**Aim**
Don't copy the pictures; return every other part of the records exactly.

BEGIN Material provided

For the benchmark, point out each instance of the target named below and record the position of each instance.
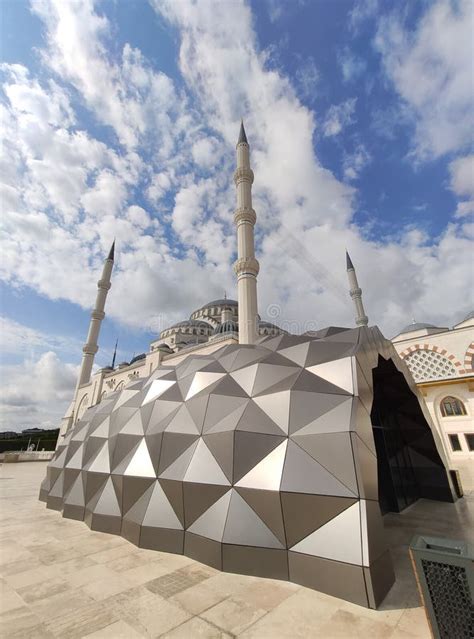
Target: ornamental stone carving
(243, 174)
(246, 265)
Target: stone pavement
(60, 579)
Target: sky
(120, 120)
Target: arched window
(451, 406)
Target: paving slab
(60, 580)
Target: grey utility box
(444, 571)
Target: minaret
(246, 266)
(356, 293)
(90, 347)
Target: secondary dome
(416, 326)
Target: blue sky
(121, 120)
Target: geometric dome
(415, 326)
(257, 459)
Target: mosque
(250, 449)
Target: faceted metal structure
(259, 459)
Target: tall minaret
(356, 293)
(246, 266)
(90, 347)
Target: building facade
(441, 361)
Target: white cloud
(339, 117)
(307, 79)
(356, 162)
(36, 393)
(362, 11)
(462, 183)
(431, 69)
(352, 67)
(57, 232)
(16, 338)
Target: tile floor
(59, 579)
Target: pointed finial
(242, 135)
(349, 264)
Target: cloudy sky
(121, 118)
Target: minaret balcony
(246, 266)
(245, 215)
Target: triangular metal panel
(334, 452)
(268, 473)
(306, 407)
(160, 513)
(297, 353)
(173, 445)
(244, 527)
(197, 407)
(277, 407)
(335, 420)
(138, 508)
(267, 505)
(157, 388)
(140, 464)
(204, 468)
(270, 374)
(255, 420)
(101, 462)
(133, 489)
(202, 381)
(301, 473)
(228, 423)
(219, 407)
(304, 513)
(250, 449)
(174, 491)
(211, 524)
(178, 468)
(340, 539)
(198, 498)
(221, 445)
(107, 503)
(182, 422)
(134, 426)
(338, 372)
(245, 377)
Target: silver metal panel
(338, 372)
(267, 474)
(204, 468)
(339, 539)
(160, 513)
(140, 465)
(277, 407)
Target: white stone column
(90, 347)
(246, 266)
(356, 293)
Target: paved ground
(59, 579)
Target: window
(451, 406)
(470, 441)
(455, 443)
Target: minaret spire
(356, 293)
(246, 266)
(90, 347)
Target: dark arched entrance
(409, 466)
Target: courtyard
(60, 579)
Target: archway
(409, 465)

END Material provided

**Solution for this problem**
For the benchmark, point out each instance of the target named below and record the position of each instance.
Target: ornamental stone carving
(243, 174)
(246, 265)
Target: stone pavement
(60, 579)
Target: sky
(120, 120)
Target: arched window
(451, 406)
Target: paving slab
(60, 580)
Target: grey utility box
(444, 571)
Target: minaret
(246, 266)
(356, 293)
(90, 347)
Target: secondary dome
(416, 326)
Target: blue sky
(121, 120)
Target: geometric dome
(415, 326)
(257, 459)
Target: mosque
(250, 449)
Target: faceted metal structure
(259, 459)
Target: tall minaret
(356, 293)
(246, 266)
(90, 347)
Target: building facade
(441, 361)
Target: white cloud
(339, 117)
(307, 79)
(356, 162)
(36, 393)
(362, 11)
(462, 183)
(431, 69)
(352, 67)
(57, 232)
(16, 338)
Target: tile floor
(59, 579)
Target: pointed finial
(242, 135)
(349, 264)
Target: cloudy sky
(121, 118)
Target: minaret balcony
(246, 266)
(245, 215)
Target: triangular metal panel
(334, 452)
(268, 473)
(306, 407)
(160, 513)
(297, 353)
(173, 445)
(244, 527)
(197, 407)
(277, 407)
(335, 420)
(138, 508)
(267, 505)
(157, 388)
(140, 464)
(204, 468)
(270, 374)
(255, 420)
(101, 462)
(133, 489)
(202, 381)
(301, 473)
(228, 423)
(219, 407)
(304, 513)
(250, 449)
(174, 491)
(211, 524)
(178, 468)
(340, 539)
(198, 498)
(221, 445)
(107, 503)
(182, 422)
(134, 426)
(338, 372)
(245, 377)
Target: silver metal panel
(338, 372)
(267, 474)
(204, 468)
(339, 539)
(160, 513)
(140, 465)
(277, 407)
Target: white stone column
(90, 347)
(246, 266)
(356, 293)
Target: paved ground
(59, 579)
Target: window
(451, 406)
(470, 441)
(455, 443)
Target: minaret spire
(356, 293)
(246, 266)
(90, 347)
Target: dark arched entrance
(409, 466)
Target: courtyard
(60, 579)
Target: archway
(409, 465)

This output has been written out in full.